## Passage provided

· · ·

The trial judge, in his memorandum opinion, commented on the fact that the bartender had not required Espinoza to write his signature so as to compare it with that on the card produced by him. Just what that would have shown does not appear. Espinoza had signed the simulated identification card and it was his signature on it. Moreover, his picture appeared thereon, which was a better test of identity than would have been a signature.
The trial judge also misinterpreted the evidence. He stated, in his opinion, that the evidence "that the bar was dimly lighted certainly was sufficient to justify a finding . . . that bona fide documentary evidence of majority was not submitted to the bartender, and further that the bartender was guilty of neglect in scrutinizing the documentary evidence in a dim light. . . .

· · ·

## Material supplied

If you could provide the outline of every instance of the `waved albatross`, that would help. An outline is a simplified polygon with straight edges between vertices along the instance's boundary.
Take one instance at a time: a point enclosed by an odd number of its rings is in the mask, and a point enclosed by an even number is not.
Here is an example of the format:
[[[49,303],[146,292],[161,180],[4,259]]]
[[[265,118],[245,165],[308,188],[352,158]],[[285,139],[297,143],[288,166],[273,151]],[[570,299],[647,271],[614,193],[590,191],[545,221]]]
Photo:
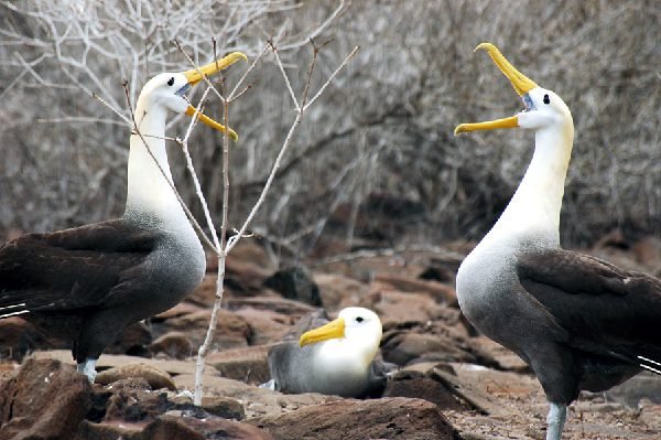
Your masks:
[[[196,115],[184,94],[201,74],[239,60],[246,55],[235,52],[199,69],[159,74],[144,85],[134,111],[143,138],[131,135],[121,218],[26,234],[0,247],[0,318],[20,314],[72,340],[78,371],[90,382],[101,352],[127,325],[177,304],[204,276],[202,244],[170,186],[165,118],[167,110]]]
[[[343,309],[330,322],[324,312],[305,316],[269,350],[272,385],[292,394],[380,396],[388,369],[375,359],[381,334],[379,316],[364,308]]]
[[[560,247],[572,114],[496,46],[477,49],[489,53],[525,109],[462,124],[455,133],[527,128],[535,133],[535,148],[507,208],[459,267],[457,296],[481,333],[533,369],[550,404],[546,439],[560,440],[567,405],[579,390],[606,390],[642,368],[661,374],[661,280]]]

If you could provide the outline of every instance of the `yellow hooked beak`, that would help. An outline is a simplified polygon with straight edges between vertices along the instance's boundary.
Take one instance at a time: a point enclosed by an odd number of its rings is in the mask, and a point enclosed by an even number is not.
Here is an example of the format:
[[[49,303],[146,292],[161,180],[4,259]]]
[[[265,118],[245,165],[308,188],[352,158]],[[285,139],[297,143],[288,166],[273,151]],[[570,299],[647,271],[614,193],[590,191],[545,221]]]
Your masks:
[[[538,85],[521,72],[517,71],[514,66],[511,65],[509,61],[491,43],[481,43],[475,50],[484,49],[489,53],[494,63],[500,68],[500,71],[508,77],[510,83],[512,83],[512,87],[519,96],[523,96]],[[517,128],[519,127],[519,120],[517,116],[511,116],[509,118],[489,120],[486,122],[476,122],[476,124],[459,124],[457,128],[455,128],[455,135],[466,132],[466,131],[476,131],[476,130],[494,130],[497,128]]]
[[[344,337],[345,322],[344,318],[338,318],[335,321],[322,325],[317,329],[305,332],[301,335],[299,344],[301,346],[307,344],[314,344],[315,342],[327,341],[337,337]]]
[[[216,72],[223,71],[239,60],[246,61],[246,60],[248,60],[248,57],[240,52],[232,52],[229,55],[227,55],[220,60],[216,60],[215,62],[207,64],[206,66],[202,66],[199,68],[193,68],[191,71],[182,72],[182,74],[188,81],[188,85],[194,86],[197,83],[199,83],[204,78],[204,76],[210,76],[210,75],[215,74]],[[186,115],[192,116],[192,117],[195,117],[197,115],[199,120],[202,122],[206,124],[207,126],[215,128],[216,130],[219,130],[221,132],[227,131],[228,136],[235,142],[239,139],[239,136],[231,128],[227,128],[224,125],[216,122],[214,119],[197,111],[195,109],[195,107],[193,107],[193,106],[188,106],[188,108],[186,108]]]

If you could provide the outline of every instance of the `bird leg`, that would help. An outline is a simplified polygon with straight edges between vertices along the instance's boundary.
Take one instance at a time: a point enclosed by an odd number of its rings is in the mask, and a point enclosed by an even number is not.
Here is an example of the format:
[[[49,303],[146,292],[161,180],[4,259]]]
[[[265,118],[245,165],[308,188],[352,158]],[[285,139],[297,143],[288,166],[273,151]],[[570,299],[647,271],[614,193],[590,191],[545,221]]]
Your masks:
[[[88,357],[87,361],[79,363],[78,366],[76,367],[76,369],[78,372],[80,372],[85,376],[87,376],[90,384],[94,384],[94,379],[97,374],[96,373],[96,362],[97,362],[97,359],[93,359],[91,357]]]
[[[549,403],[549,415],[546,416],[546,440],[561,440],[564,422],[567,419],[567,406]]]

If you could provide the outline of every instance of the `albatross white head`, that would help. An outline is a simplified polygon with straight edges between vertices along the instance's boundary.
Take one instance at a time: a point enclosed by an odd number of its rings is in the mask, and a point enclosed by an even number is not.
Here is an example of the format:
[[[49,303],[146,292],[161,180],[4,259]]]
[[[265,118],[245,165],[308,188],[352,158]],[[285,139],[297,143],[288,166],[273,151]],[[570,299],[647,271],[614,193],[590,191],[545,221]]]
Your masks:
[[[167,163],[164,139],[167,111],[197,117],[209,127],[221,132],[227,131],[228,136],[236,141],[238,137],[234,130],[197,112],[188,104],[185,94],[203,79],[203,75],[210,76],[239,60],[246,60],[246,55],[234,52],[196,69],[159,74],[144,85],[134,110],[138,130],[131,133],[124,215],[131,217],[149,213],[166,221],[173,214],[181,219],[183,211],[170,187],[172,174]],[[165,173],[165,178],[161,169]]]
[[[350,307],[337,319],[303,333],[301,346],[315,344],[315,367],[332,375],[367,374],[381,342],[379,316],[371,310]]]
[[[560,208],[574,141],[572,112],[560,96],[517,71],[494,44],[481,43],[476,51],[478,49],[489,53],[521,96],[525,108],[509,118],[460,124],[455,135],[498,128],[527,128],[535,132],[535,149],[528,171],[506,211],[483,242],[532,235],[548,246],[560,246]]]

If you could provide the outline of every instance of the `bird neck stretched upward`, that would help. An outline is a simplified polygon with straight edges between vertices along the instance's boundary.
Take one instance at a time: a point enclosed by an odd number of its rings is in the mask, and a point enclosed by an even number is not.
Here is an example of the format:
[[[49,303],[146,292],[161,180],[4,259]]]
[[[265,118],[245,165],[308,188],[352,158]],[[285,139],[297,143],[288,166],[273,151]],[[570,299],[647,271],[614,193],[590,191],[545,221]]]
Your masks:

· · ·

## Required actions
A) Answer these questions from the opinion excerpt:
(i) What did the trial judge note the bartender had not required Espinoza to do?
(ii) Besides Espinoza's signature, what else appeared on the simulated identification card?
(iii) In the trial judge's quoted statement, how was the bar lighted?
B) From the opinion excerpt, retype the part starting with "The trial judge, in" and going on through "been a signature.".

## Task-by-task solutions
A)
(i) Write his signature so it could be compared with the one on the card he produced.
(ii) His picture.
(iii) Dimly.

B)
The trial judge, in his memorandum opinion, commented on the fact that the bartender had not required Espinoza to write his signature so as to compare it with that on the card produced by him. Just what that would have shown does not appear. Espinoza had signed the simulated identification card and it was his signature on it. Moreover, his picture appeared thereon, which was a better test of identity than would have been a signature.